** Start Information given **

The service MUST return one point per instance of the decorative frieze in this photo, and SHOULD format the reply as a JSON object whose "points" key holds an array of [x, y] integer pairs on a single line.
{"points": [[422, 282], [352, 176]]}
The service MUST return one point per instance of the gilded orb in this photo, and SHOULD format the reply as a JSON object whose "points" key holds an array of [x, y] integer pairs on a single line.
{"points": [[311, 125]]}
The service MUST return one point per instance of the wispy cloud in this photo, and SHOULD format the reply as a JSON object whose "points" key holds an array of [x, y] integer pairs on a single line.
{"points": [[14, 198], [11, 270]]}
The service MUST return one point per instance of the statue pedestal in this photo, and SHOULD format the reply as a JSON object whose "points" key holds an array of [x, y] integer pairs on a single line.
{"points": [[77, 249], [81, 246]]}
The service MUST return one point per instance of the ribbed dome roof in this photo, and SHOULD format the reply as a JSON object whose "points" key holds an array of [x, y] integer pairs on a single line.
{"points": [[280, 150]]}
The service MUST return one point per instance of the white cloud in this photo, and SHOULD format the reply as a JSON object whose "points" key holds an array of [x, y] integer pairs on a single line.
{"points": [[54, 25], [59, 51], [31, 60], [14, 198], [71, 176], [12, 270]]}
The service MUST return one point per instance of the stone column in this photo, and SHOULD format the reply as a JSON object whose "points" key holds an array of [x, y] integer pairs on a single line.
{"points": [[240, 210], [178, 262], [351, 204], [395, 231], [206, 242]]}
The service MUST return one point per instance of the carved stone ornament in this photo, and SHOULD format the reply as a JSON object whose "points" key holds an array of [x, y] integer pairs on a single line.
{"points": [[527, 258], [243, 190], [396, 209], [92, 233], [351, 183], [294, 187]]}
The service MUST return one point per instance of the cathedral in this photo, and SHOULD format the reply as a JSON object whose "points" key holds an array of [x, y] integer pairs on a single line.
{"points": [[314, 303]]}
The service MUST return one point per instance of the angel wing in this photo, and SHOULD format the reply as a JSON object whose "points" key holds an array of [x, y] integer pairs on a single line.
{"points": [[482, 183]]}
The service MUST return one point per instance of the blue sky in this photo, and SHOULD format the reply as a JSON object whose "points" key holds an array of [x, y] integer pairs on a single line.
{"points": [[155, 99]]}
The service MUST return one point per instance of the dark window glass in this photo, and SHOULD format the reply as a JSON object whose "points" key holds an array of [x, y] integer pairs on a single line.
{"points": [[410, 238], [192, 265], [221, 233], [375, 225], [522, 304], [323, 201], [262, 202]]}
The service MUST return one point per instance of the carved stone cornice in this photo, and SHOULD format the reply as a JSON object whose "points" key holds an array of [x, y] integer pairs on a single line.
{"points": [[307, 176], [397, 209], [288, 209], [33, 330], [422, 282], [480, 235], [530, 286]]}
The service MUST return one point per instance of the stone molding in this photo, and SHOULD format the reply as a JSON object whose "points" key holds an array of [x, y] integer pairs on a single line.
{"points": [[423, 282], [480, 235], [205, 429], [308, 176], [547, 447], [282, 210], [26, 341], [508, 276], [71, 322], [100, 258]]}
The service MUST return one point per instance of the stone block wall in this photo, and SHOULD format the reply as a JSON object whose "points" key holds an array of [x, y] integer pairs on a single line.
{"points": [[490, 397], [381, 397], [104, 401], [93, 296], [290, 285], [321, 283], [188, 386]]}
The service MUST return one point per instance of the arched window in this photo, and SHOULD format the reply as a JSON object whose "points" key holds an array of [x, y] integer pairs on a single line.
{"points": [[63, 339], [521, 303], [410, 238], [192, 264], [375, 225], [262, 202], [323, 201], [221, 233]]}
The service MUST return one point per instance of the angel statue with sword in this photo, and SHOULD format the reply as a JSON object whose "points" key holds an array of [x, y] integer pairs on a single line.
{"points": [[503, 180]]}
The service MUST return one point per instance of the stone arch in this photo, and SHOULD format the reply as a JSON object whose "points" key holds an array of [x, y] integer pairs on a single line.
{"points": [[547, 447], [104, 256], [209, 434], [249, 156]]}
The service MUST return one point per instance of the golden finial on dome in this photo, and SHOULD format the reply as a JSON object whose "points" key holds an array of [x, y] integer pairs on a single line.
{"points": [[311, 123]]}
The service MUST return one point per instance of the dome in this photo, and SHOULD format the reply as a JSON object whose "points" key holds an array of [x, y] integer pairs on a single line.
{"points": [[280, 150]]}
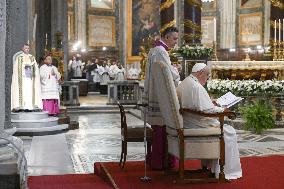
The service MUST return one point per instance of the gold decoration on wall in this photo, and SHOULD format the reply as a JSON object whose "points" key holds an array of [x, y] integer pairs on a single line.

** End Information given **

What the exercise asks: Please copy the data from the line containing "the angel statue" through the end of the data, inclusive, keeping every request and raising each x and y coordinate in the answers by 70. Leave the pictures out.

Task answer:
The service MUST return one point per instance of the angel statue with sword in this photo, and SHOULD format the reply as a JSON object whose "points" key holds an array of [x, y] integer pairs on a single line.
{"points": [[573, 250]]}
The service MUST return one point per instance of the stone arch in this photo, and SHOULD format the reply as a JSON object whose "points" key holds an array of [x, y] integer pairs on a single line.
{"points": [[617, 517], [174, 326], [279, 504], [319, 226]]}
The service MUST return one point per instance of the golden finial on dome in this photo, and SHOULD format the reply as a JSON object whose "points" key holds an array of [x, y] integer pairs on a single line.
{"points": [[381, 193]]}
The service MUST return one point per instance of the dome in this photo, and SHOULD format the reply as a JSON object whose "points" key holds an array of [x, y] integer pairs on a single line.
{"points": [[350, 220]]}
The service MUST return one point per instance of the gold decoration on wall in this photo, and SHOULD format the reply as a JSON object whose "points" key holds an array of [x, y] integer pairs on a single line.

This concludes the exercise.